EXERCISE.
Transcribe all of the items below word for word, leaving every line unchanged.

Items from a labeling collection:
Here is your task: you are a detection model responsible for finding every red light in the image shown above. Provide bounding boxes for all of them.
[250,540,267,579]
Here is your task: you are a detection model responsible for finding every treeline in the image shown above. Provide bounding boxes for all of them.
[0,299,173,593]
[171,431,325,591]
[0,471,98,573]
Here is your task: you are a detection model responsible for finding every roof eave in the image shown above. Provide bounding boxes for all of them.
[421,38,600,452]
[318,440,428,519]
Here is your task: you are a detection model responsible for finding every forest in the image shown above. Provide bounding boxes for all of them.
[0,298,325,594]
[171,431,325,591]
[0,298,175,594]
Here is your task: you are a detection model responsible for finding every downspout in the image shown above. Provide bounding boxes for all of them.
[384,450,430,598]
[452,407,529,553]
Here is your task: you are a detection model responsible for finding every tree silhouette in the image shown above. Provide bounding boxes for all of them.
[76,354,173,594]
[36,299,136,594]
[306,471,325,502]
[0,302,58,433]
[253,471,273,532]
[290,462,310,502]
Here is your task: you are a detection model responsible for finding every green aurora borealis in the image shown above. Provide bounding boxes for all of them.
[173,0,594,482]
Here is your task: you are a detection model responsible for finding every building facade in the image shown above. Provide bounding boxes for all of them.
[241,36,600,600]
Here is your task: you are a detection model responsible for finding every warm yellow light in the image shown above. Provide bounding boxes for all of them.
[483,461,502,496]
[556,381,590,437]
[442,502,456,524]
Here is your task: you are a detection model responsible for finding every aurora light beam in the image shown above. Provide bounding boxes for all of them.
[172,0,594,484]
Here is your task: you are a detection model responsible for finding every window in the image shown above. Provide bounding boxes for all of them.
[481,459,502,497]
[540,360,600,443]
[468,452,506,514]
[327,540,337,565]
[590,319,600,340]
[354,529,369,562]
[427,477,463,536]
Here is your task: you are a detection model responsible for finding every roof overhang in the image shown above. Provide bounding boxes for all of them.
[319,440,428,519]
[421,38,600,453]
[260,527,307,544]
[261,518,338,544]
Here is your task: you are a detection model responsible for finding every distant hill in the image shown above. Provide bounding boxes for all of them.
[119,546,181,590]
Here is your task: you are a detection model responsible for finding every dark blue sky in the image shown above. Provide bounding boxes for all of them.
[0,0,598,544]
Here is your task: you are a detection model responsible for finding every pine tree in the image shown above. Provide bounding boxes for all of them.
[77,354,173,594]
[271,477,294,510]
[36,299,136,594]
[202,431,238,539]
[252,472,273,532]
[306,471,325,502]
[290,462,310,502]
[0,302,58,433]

EXERCISE SOLUTION.
Here is your task: you are a detection model responsible for finding every red light in the image shown above. Provide bounding boxes for all of them.
[250,540,267,579]
Here is your task: you are a detection model responsible for finding every treeline in the image shown above. Provide bounding boxes for all of them.
[0,299,173,593]
[171,431,325,591]
[0,471,98,573]
Here is your task: you are a detection model responsible for finding every roof eave in the image shown above. Provide bounding boxes for all of them.
[421,38,600,452]
[318,440,428,519]
Here is your task: you are a detection model responsible for finding every forest in the image shown above. Provide bounding boxes for all of them.
[0,298,325,594]
[171,431,325,591]
[0,298,175,594]
Here is your task: you are a detection model responsible for finding every downspout in the image shown above. Provide bounding boxes for all of them.
[384,450,430,598]
[452,407,529,553]
Here is your task: you are a detection model responsible for finding every tree silhouette in the image shown above. Provide bounding boxes for all of them.
[76,354,173,594]
[36,299,136,594]
[306,471,325,502]
[0,302,58,433]
[253,471,273,532]
[290,462,310,502]
Here is your task: you are a detection model responsible for finding every green aurora borealis in the image shown above. Provide bounding boxes for all of them.
[173,0,594,482]
Here is your task: you are a detection model responsible for finding every building facade in the image shown above. Provide bounding boxes for all of them.
[241,36,600,600]
Here is your task: you are a detection model responsible for finding every warm yellow light in the image shown above. Provide bounding boxes for all of them.
[483,461,502,496]
[556,381,590,437]
[442,502,456,524]
Here is your task: you are a detection model responsible for finding every aurora light beam in the image shown above. Provide bounding boxes for all of them.
[172,0,594,484]
Here is your task: you are a detection model responsible for finding every window in the image shown above. Provide bounding boxes for all of them.
[481,459,502,497]
[540,360,600,443]
[468,452,506,514]
[327,540,337,565]
[590,319,600,340]
[354,529,369,562]
[427,477,463,536]
Here is your task: you are a detection model responsible for finding every roof overhang in the image shown above. Provide bounding boxes for all of them.
[319,440,428,519]
[421,38,600,453]
[260,527,307,544]
[261,518,338,544]
Here is your task: you are a detection model responsible for finding every distant hill in the image shown above. Provide bounding boxes for all of them.
[119,546,181,590]
Here is your task: you are a detection model responsible for finding every dark blue sky in the image shown above. Provide bounding boxes for all of them.
[0,0,598,544]
Here is your task: you are a detection model responsible for finding every pine tree in the image shown above. Provide bounding boxes for all of them.
[77,354,173,594]
[271,477,294,510]
[36,299,136,594]
[202,431,238,539]
[252,472,273,532]
[306,471,325,502]
[290,462,310,502]
[0,302,58,433]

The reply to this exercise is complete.